- _CONSIGNE_: Extrayez des lignes ci-dessous toutes celles qui contiennent le mot « plant », en respectant la casse.

- _LIGNES ENREGISTRÉES_:
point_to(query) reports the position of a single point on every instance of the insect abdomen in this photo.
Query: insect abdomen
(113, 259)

---

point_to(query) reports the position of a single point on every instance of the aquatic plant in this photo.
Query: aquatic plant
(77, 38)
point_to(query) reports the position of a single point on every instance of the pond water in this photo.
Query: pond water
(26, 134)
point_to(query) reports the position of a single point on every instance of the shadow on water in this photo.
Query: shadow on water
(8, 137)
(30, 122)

- _CORRIGÉ_:
point_to(query) reports the position of a single point on every instance of the aquatic plant in this photo.
Query: aquatic plant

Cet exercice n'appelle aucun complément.